• Written task:
Reproduce all of the records below word for word, and leave the pictures out of your answer.

(Saved data entries)
** Start **
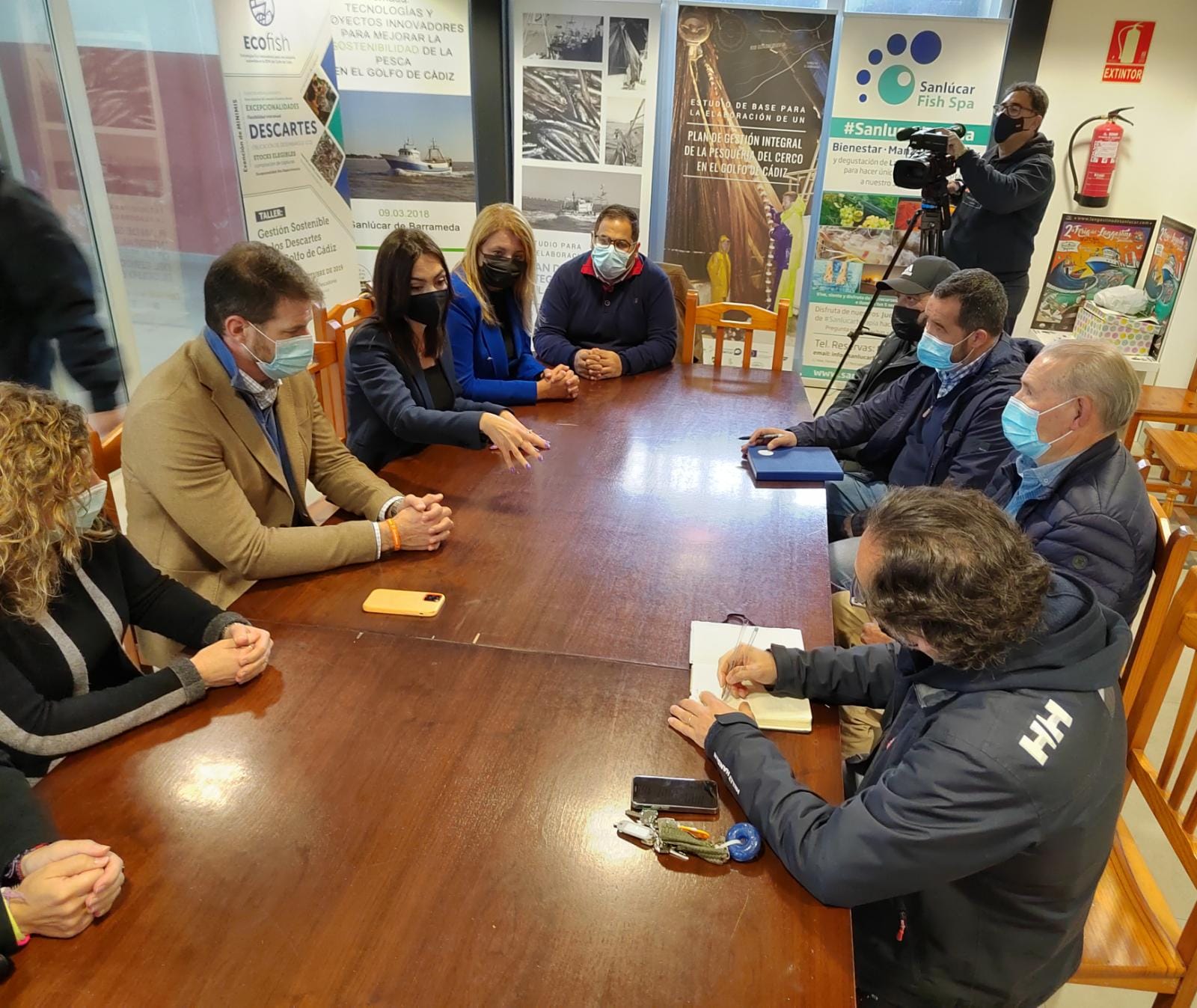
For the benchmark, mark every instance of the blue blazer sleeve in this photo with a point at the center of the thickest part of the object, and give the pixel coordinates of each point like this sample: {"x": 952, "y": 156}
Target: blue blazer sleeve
{"x": 661, "y": 340}
{"x": 552, "y": 345}
{"x": 465, "y": 326}
{"x": 377, "y": 370}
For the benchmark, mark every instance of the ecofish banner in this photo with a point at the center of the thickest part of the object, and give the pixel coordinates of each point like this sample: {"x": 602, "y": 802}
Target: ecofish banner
{"x": 584, "y": 101}
{"x": 747, "y": 115}
{"x": 277, "y": 61}
{"x": 892, "y": 73}
{"x": 408, "y": 120}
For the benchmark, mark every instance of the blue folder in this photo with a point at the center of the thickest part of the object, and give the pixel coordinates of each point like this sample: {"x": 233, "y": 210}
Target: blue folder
{"x": 794, "y": 465}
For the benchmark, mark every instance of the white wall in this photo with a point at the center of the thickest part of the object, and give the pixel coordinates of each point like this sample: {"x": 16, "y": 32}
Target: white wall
{"x": 1157, "y": 170}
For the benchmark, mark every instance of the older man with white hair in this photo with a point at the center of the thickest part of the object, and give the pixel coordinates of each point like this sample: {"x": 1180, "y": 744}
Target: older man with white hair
{"x": 1071, "y": 486}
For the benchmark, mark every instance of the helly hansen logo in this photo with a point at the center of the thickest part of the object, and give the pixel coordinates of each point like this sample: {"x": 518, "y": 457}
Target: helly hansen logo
{"x": 1049, "y": 732}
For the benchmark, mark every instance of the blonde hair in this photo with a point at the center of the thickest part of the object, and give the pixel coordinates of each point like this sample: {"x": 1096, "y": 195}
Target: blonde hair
{"x": 1100, "y": 371}
{"x": 500, "y": 217}
{"x": 45, "y": 463}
** End **
• Solution to this problem:
For the benchmark, mark every instance of the blue blazer sleeve in this photo with a point at the center of the thickest part of the object, and give the pixel coordinates of each point like this sample: {"x": 952, "y": 156}
Target: blue blazer sleeve
{"x": 661, "y": 340}
{"x": 552, "y": 345}
{"x": 465, "y": 326}
{"x": 377, "y": 370}
For the benchmark, mark every instance of the ecofish banner in this photo with a point at the center of the thickest part of the object, and give the pixel coordinates of each point like this sample: {"x": 602, "y": 802}
Target: ecofish banner
{"x": 584, "y": 101}
{"x": 747, "y": 115}
{"x": 277, "y": 61}
{"x": 892, "y": 73}
{"x": 408, "y": 120}
For the benchmark, mark every instance of the blue folder in this photo with a point at the center of the thickest part of the object, and give the pixel coordinates of each point like this sample: {"x": 233, "y": 210}
Target: blue folder
{"x": 794, "y": 465}
For the benchmark, mark every instance of the white wall in this photo with a point at the center of the thickest part of the object, and give the pixel coordinates of each point like this sample: {"x": 16, "y": 32}
Target: white wall
{"x": 1157, "y": 170}
For the benchmark, mark every instance of the older man with white hair in this photo with a point at the center of the thickest part of the object, and give the pixel coordinates of each point like this sample: {"x": 1180, "y": 744}
Target: older man with white hair
{"x": 1071, "y": 486}
For the benchmark, mark every instance of the helly hansen logo in this photo with a point at the center of the thickest part of the object, and give the pixel coordinates of each point like this sample: {"x": 518, "y": 457}
Target: helly hansen logo
{"x": 1049, "y": 732}
For the benchmark, mark every instance of the blonde hair in this photo with a point at the center of the thickest part of the object, and give the pixel coordinates of each point like this sample: {"x": 1096, "y": 195}
Target: blonde hair
{"x": 1100, "y": 371}
{"x": 500, "y": 217}
{"x": 45, "y": 463}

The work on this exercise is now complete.